YOUR GOAL
Starting from the line that holds "[tag] one dot per instance", print each remaining line of the entries exactly, ending with the last.

INFORMATION PROVIDED

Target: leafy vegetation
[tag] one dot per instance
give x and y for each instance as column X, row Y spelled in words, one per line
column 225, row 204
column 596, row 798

EXERCISE OUTPUT
[tag] one dot per instance
give x and y for each instance as column X, row Y spelled in words, one per line
column 225, row 204
column 596, row 798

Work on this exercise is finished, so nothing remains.